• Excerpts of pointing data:
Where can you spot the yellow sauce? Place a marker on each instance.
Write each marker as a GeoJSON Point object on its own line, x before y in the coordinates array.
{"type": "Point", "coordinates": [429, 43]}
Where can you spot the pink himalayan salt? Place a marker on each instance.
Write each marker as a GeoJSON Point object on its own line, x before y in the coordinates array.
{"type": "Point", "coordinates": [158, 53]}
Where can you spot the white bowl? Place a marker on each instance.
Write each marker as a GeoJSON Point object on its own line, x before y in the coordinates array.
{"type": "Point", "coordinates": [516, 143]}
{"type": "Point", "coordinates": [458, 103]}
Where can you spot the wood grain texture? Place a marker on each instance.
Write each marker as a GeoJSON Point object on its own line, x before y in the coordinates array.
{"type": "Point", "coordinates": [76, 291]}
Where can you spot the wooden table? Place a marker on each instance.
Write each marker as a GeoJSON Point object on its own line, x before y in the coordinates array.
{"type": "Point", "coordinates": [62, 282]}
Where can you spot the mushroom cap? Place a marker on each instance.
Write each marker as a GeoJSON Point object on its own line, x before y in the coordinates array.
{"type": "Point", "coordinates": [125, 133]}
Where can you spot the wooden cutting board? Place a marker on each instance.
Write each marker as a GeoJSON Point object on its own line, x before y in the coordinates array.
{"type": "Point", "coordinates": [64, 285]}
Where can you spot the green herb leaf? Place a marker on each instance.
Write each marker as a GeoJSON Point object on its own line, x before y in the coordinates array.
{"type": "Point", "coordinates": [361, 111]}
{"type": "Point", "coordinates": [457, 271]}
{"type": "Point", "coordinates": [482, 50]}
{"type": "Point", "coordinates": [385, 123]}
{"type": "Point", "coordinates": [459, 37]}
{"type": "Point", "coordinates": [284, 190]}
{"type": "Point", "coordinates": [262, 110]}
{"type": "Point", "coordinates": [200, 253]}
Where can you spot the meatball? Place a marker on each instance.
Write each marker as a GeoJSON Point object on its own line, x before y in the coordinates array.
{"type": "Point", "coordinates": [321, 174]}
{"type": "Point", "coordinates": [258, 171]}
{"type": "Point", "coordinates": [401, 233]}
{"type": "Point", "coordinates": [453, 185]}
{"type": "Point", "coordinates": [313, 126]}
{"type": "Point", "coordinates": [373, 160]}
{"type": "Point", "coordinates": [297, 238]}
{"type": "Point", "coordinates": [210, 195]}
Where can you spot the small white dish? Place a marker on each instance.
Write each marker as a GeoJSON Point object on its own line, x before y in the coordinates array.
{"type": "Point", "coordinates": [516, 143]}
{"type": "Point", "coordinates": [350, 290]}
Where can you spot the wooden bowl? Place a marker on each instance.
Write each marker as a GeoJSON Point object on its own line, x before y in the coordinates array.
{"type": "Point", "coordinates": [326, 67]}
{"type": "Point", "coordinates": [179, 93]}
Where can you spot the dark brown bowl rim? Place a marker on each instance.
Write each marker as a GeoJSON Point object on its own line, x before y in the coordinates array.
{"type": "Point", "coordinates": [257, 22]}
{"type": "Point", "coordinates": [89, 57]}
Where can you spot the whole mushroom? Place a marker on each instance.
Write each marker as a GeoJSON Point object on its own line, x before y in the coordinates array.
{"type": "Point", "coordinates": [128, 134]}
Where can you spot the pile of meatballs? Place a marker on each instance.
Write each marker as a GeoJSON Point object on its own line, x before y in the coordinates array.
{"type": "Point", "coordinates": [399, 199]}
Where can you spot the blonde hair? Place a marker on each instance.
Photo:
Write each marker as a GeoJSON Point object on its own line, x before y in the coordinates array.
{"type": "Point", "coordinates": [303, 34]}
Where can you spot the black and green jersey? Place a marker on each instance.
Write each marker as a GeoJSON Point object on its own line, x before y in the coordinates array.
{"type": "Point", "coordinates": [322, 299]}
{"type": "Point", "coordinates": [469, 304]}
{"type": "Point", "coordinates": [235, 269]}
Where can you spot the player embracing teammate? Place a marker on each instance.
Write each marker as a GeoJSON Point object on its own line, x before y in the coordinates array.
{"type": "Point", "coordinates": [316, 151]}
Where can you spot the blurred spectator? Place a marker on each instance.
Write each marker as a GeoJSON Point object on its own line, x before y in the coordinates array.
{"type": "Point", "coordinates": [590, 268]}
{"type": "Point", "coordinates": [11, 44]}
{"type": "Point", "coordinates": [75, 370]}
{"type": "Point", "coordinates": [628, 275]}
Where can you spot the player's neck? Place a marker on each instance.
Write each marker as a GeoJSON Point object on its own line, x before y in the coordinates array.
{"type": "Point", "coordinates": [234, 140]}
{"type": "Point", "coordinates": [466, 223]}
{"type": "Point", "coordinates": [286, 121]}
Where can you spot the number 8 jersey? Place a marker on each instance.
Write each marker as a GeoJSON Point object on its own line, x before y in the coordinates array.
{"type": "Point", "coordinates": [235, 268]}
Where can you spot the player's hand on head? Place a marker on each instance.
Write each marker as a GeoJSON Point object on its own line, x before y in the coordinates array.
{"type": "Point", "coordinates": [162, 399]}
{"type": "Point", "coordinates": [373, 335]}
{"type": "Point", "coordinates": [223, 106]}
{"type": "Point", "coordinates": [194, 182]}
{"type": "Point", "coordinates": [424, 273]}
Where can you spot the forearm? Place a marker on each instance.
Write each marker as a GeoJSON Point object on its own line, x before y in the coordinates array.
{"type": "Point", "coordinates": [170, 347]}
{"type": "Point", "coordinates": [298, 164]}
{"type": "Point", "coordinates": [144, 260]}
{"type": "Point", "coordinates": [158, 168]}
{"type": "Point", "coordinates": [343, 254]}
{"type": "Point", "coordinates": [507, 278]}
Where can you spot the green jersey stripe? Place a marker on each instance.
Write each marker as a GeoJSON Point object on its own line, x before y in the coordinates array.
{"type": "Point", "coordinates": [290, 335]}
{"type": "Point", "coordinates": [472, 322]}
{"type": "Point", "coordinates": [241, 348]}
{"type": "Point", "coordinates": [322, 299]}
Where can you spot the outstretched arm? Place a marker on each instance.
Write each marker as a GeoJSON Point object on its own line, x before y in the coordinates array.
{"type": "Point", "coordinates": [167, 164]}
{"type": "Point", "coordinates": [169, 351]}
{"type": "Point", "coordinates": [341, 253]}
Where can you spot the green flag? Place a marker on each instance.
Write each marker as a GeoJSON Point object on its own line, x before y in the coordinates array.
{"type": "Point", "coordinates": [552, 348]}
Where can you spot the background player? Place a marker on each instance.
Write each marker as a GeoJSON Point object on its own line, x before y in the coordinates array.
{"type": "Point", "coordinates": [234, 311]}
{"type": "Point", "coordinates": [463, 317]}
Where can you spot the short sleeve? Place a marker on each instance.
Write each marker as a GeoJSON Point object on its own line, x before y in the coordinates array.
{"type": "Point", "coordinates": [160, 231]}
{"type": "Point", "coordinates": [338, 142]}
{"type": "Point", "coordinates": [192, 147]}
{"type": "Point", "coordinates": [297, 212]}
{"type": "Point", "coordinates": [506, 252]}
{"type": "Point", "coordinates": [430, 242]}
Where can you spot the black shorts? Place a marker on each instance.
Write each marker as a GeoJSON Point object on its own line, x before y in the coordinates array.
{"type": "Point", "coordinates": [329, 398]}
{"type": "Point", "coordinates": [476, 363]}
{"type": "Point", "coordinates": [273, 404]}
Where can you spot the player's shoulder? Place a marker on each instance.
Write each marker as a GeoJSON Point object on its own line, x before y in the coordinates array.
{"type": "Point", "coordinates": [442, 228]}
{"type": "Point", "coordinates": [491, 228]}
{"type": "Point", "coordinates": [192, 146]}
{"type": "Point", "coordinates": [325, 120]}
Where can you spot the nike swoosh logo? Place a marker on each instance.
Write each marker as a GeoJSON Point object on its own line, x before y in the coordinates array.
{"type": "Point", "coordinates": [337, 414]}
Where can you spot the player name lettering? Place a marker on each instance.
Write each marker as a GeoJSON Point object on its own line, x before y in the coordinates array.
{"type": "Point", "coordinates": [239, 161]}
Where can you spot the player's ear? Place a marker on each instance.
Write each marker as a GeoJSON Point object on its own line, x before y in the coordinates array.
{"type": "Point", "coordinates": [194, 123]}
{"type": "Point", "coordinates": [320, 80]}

• SET PROBLEM:
Can you output, unchanged, the part of the rows that opens with the line containing "Where can you spot the player name" and runs through the last row?

• TASK RESULT:
Where can you spot the player name lettering? Place a marker on each instance.
Write each marker as a GeoJSON Point object on its own line, x before y in the coordinates array.
{"type": "Point", "coordinates": [239, 161]}
Where can you spot the player's ear? Place a marker on each instance.
Write each marker as a GeoJSON Point object on its own line, x before y in the coordinates array.
{"type": "Point", "coordinates": [194, 123]}
{"type": "Point", "coordinates": [320, 80]}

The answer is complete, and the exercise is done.